Stored rows:
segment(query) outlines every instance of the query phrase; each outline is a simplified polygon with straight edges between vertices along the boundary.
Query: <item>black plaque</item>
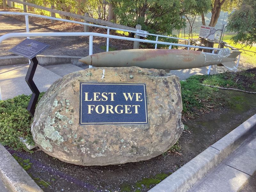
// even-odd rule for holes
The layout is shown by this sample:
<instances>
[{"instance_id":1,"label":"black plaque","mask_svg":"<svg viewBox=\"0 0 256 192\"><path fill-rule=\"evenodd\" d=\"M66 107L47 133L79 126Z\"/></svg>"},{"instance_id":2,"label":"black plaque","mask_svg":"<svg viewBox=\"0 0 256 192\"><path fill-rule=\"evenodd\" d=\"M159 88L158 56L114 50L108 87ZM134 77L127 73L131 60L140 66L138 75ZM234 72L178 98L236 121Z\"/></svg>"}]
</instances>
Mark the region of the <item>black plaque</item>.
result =
<instances>
[{"instance_id":1,"label":"black plaque","mask_svg":"<svg viewBox=\"0 0 256 192\"><path fill-rule=\"evenodd\" d=\"M32 59L49 46L49 45L36 41L26 39L10 51L20 55Z\"/></svg>"},{"instance_id":2,"label":"black plaque","mask_svg":"<svg viewBox=\"0 0 256 192\"><path fill-rule=\"evenodd\" d=\"M148 123L146 84L81 83L80 123Z\"/></svg>"}]
</instances>

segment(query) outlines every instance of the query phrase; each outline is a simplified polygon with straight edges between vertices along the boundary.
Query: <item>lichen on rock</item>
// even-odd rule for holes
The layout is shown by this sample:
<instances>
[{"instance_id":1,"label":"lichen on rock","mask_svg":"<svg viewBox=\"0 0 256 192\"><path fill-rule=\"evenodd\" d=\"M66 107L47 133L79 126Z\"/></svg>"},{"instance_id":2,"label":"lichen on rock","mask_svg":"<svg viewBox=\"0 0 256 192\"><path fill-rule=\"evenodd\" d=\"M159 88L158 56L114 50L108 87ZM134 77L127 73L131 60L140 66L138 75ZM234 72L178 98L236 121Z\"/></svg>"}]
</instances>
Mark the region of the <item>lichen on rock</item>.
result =
<instances>
[{"instance_id":1,"label":"lichen on rock","mask_svg":"<svg viewBox=\"0 0 256 192\"><path fill-rule=\"evenodd\" d=\"M184 128L179 79L165 75L163 70L131 67L90 68L64 76L39 102L31 127L35 142L50 155L84 165L119 164L161 154ZM148 123L80 125L81 82L145 84Z\"/></svg>"}]
</instances>

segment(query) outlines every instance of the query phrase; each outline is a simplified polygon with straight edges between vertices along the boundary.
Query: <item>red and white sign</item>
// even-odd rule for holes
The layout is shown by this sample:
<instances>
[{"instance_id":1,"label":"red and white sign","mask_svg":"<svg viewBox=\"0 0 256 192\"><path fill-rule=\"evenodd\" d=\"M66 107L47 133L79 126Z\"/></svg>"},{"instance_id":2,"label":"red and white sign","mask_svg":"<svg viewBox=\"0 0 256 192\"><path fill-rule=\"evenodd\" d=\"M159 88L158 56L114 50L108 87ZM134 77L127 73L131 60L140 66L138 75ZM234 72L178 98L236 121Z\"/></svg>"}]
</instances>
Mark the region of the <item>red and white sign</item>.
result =
<instances>
[{"instance_id":1,"label":"red and white sign","mask_svg":"<svg viewBox=\"0 0 256 192\"><path fill-rule=\"evenodd\" d=\"M199 37L214 39L216 28L213 27L201 25L199 31Z\"/></svg>"}]
</instances>

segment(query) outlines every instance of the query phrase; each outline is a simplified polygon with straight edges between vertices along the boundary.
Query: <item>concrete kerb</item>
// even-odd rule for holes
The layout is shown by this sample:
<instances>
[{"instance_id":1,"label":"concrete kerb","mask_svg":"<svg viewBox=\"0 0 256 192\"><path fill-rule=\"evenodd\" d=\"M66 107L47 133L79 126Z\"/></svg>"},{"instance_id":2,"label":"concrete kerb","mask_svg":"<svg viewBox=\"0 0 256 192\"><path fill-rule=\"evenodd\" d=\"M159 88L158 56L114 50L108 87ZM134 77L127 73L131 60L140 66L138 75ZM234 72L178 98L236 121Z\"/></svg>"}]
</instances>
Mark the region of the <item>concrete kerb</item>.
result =
<instances>
[{"instance_id":1,"label":"concrete kerb","mask_svg":"<svg viewBox=\"0 0 256 192\"><path fill-rule=\"evenodd\" d=\"M66 63L72 63L77 66L82 66L84 65L84 64L78 60L82 57L74 56L43 55L38 55L36 56L38 64L41 66ZM28 61L27 58L19 55L0 57L0 66L25 64L28 63Z\"/></svg>"},{"instance_id":2,"label":"concrete kerb","mask_svg":"<svg viewBox=\"0 0 256 192\"><path fill-rule=\"evenodd\" d=\"M43 192L12 155L0 144L0 181L12 192Z\"/></svg>"},{"instance_id":3,"label":"concrete kerb","mask_svg":"<svg viewBox=\"0 0 256 192\"><path fill-rule=\"evenodd\" d=\"M256 114L148 191L186 191L256 131Z\"/></svg>"}]
</instances>

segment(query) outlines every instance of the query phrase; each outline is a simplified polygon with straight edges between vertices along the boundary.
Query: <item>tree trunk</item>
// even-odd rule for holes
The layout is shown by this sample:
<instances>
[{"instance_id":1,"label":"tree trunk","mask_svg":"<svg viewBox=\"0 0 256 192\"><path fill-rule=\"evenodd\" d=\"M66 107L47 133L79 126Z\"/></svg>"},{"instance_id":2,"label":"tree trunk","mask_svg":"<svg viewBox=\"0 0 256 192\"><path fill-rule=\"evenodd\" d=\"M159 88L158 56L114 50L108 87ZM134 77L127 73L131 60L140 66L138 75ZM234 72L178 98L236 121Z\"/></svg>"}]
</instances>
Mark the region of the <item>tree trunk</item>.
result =
<instances>
[{"instance_id":1,"label":"tree trunk","mask_svg":"<svg viewBox=\"0 0 256 192\"><path fill-rule=\"evenodd\" d=\"M221 5L223 4L226 0L222 0L220 2L220 0L215 0L214 2L213 7L212 10L212 17L209 24L210 27L215 27L218 21L218 19L220 17L220 13L221 9ZM202 18L202 22L203 19Z\"/></svg>"},{"instance_id":2,"label":"tree trunk","mask_svg":"<svg viewBox=\"0 0 256 192\"><path fill-rule=\"evenodd\" d=\"M214 1L213 6L212 7L212 17L211 18L210 23L209 24L209 26L210 27L212 27L212 23L213 23L214 17L215 17L215 14L216 13L216 10L217 8L217 6L218 5L218 4L219 4L220 1L220 0L215 0L215 1Z\"/></svg>"},{"instance_id":3,"label":"tree trunk","mask_svg":"<svg viewBox=\"0 0 256 192\"><path fill-rule=\"evenodd\" d=\"M116 18L114 12L114 8L113 5L109 4L108 4L108 21L111 21L113 20L114 22L116 21Z\"/></svg>"}]
</instances>

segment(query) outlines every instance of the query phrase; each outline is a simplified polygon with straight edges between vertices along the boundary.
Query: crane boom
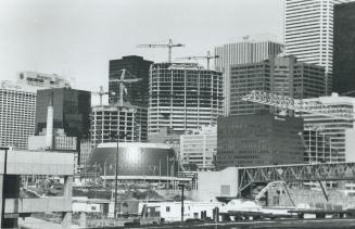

Stated task: Please present every line of the items above as a JSON list of strings, one string per line, with blank lines dropped and the pictures left out.

Exercise solution:
[
  "segment(query) outlines every instance of the query phrase; each outline is a simplified polygon with straight edges between vertices along the boundary.",
  "Query: <item>black plaque</item>",
  "// even-odd rule for holes",
  "The layout is shown by this sample:",
  "<instances>",
  "[{\"instance_id\":1,\"label\":\"black plaque\",\"mask_svg\":\"<svg viewBox=\\\"0 0 256 192\\\"><path fill-rule=\\\"evenodd\\\" d=\\\"M66 107L47 133L79 126Z\\\"/></svg>\"},{\"instance_id\":2,\"label\":\"black plaque\",\"mask_svg\":\"<svg viewBox=\\\"0 0 256 192\\\"><path fill-rule=\\\"evenodd\\\" d=\\\"M159 88L158 56L114 50L108 87ZM134 77L127 73L131 60L140 66L138 75ZM234 72L178 98L236 121Z\\\"/></svg>\"}]",
  "</instances>",
  "Mark the region of the <item>black plaque</item>.",
  "result =",
  "<instances>",
  "[{\"instance_id\":1,\"label\":\"black plaque\",\"mask_svg\":\"<svg viewBox=\\\"0 0 256 192\\\"><path fill-rule=\\\"evenodd\\\" d=\\\"M32 59L49 46L49 45L36 41L26 39L10 51L20 55Z\\\"/></svg>\"},{\"instance_id\":2,\"label\":\"black plaque\",\"mask_svg\":\"<svg viewBox=\\\"0 0 256 192\\\"><path fill-rule=\\\"evenodd\\\" d=\\\"M148 123L146 84L81 83L80 123Z\\\"/></svg>\"}]",
  "</instances>",
  "segment(query) outlines every instance of the query phrase; each outline is a simplified polygon with straight edges between vertices along the boundary.",
  "Query: <item>lichen on rock</item>",
  "// even-odd rule for holes",
  "The layout is shown by this sample:",
  "<instances>",
  "[{\"instance_id\":1,\"label\":\"lichen on rock\",\"mask_svg\":\"<svg viewBox=\\\"0 0 256 192\\\"><path fill-rule=\\\"evenodd\\\" d=\\\"M66 107L47 133L79 126Z\\\"/></svg>\"},{\"instance_id\":2,\"label\":\"lichen on rock\",\"mask_svg\":\"<svg viewBox=\\\"0 0 256 192\\\"><path fill-rule=\\\"evenodd\\\" d=\\\"M159 88L158 56L114 50L108 87ZM134 77L127 73L131 60L140 66L138 75ZM234 72L178 98L236 121Z\\\"/></svg>\"}]",
  "</instances>",
  "Mark the region of the <item>lichen on rock</item>.",
  "result =",
  "<instances>",
  "[{\"instance_id\":1,\"label\":\"lichen on rock\",\"mask_svg\":\"<svg viewBox=\\\"0 0 256 192\\\"><path fill-rule=\\\"evenodd\\\" d=\\\"M184 128L179 79L165 75L163 70L131 67L90 68L64 76L39 102L31 127L35 142L50 155L84 165L119 164L161 154ZM148 123L80 125L81 82L145 84Z\\\"/></svg>\"}]",
  "</instances>",
  "segment(query) outlines every instance of the query phrase; each outline is a simplified polygon with straight edges between vertices along the boundary.",
  "Query: <item>red and white sign</item>",
  "// even-odd rule for holes",
  "The layout is shown by this sample:",
  "<instances>",
  "[{\"instance_id\":1,\"label\":\"red and white sign\",\"mask_svg\":\"<svg viewBox=\\\"0 0 256 192\\\"><path fill-rule=\\\"evenodd\\\" d=\\\"M66 107L47 133L79 126Z\\\"/></svg>\"},{\"instance_id\":2,\"label\":\"red and white sign\",\"mask_svg\":\"<svg viewBox=\\\"0 0 256 192\\\"><path fill-rule=\\\"evenodd\\\" d=\\\"M159 88L158 56L114 50L108 87ZM134 77L127 73L131 60L140 66L138 75ZM234 72L178 98L236 121Z\\\"/></svg>\"}]",
  "</instances>",
  "Mark the region of the <item>red and white sign</item>.",
  "result =",
  "<instances>",
  "[{\"instance_id\":1,\"label\":\"red and white sign\",\"mask_svg\":\"<svg viewBox=\\\"0 0 256 192\\\"><path fill-rule=\\\"evenodd\\\" d=\\\"M199 37L214 39L216 28L213 27L201 25L199 31Z\\\"/></svg>\"}]",
  "</instances>",
  "segment(query) outlines every instance of the query phrase; each outline is a simplified polygon with straight edges between vertices along the boundary.",
  "Query: <item>concrete kerb</item>",
  "// even-odd rule for holes",
  "The layout is shown by this sample:",
  "<instances>",
  "[{\"instance_id\":1,\"label\":\"concrete kerb\",\"mask_svg\":\"<svg viewBox=\\\"0 0 256 192\\\"><path fill-rule=\\\"evenodd\\\" d=\\\"M66 107L47 133L79 126Z\\\"/></svg>\"},{\"instance_id\":2,\"label\":\"concrete kerb\",\"mask_svg\":\"<svg viewBox=\\\"0 0 256 192\\\"><path fill-rule=\\\"evenodd\\\" d=\\\"M159 88L158 56L114 50L108 87ZM134 77L127 73L131 60L140 66L138 75ZM234 72L178 98L236 121Z\\\"/></svg>\"}]",
  "</instances>",
  "Mark the region of the <item>concrete kerb</item>.",
  "result =",
  "<instances>",
  "[{\"instance_id\":1,\"label\":\"concrete kerb\",\"mask_svg\":\"<svg viewBox=\\\"0 0 256 192\\\"><path fill-rule=\\\"evenodd\\\" d=\\\"M66 63L72 63L77 66L82 66L84 65L84 64L78 60L82 57L74 56L43 55L38 55L36 56L38 64L41 66ZM28 61L27 58L19 55L0 57L0 66L25 64L28 63Z\\\"/></svg>\"},{\"instance_id\":2,\"label\":\"concrete kerb\",\"mask_svg\":\"<svg viewBox=\\\"0 0 256 192\\\"><path fill-rule=\\\"evenodd\\\" d=\\\"M43 192L12 155L0 144L0 181L12 192Z\\\"/></svg>\"},{\"instance_id\":3,\"label\":\"concrete kerb\",\"mask_svg\":\"<svg viewBox=\\\"0 0 256 192\\\"><path fill-rule=\\\"evenodd\\\" d=\\\"M256 114L148 191L186 191L256 131Z\\\"/></svg>\"}]",
  "</instances>",
  "segment(query) outlines every instance of the query phrase; each outline is a simplified polygon with straight edges between vertices along the boundary.",
  "Query: <item>tree trunk</item>",
  "// even-odd rule for holes",
  "The layout is shown by this sample:",
  "<instances>",
  "[{\"instance_id\":1,\"label\":\"tree trunk\",\"mask_svg\":\"<svg viewBox=\\\"0 0 256 192\\\"><path fill-rule=\\\"evenodd\\\" d=\\\"M66 107L47 133L79 126Z\\\"/></svg>\"},{\"instance_id\":2,\"label\":\"tree trunk\",\"mask_svg\":\"<svg viewBox=\\\"0 0 256 192\\\"><path fill-rule=\\\"evenodd\\\" d=\\\"M159 88L158 56L114 50L108 87ZM134 77L127 73L131 60L140 66L138 75ZM234 72L178 98L236 121Z\\\"/></svg>\"}]",
  "</instances>",
  "Mark the region of the <item>tree trunk</item>.",
  "result =",
  "<instances>",
  "[{\"instance_id\":1,\"label\":\"tree trunk\",\"mask_svg\":\"<svg viewBox=\\\"0 0 256 192\\\"><path fill-rule=\\\"evenodd\\\" d=\\\"M221 5L223 4L226 0L222 0L220 2L220 0L215 0L214 2L213 7L212 10L212 17L209 24L210 27L215 27L218 21L218 19L220 17L220 13L221 9ZM202 18L202 22L203 19Z\\\"/></svg>\"},{\"instance_id\":2,\"label\":\"tree trunk\",\"mask_svg\":\"<svg viewBox=\\\"0 0 256 192\\\"><path fill-rule=\\\"evenodd\\\" d=\\\"M214 1L213 6L212 7L212 17L211 18L210 23L209 24L209 26L210 27L212 27L212 23L213 23L214 17L215 17L215 14L216 13L216 10L217 8L217 6L218 5L218 4L219 4L220 1L220 0L215 0L215 1Z\\\"/></svg>\"},{\"instance_id\":3,\"label\":\"tree trunk\",\"mask_svg\":\"<svg viewBox=\\\"0 0 256 192\\\"><path fill-rule=\\\"evenodd\\\" d=\\\"M116 18L114 12L114 8L113 5L109 4L108 4L108 21L111 21L113 20L114 22L116 21Z\\\"/></svg>\"}]",
  "</instances>",
  "segment(query) outlines every instance of the query phrase; each outline is a simplified polygon with straight edges between vertices along the boundary.",
  "Query: crane boom"
]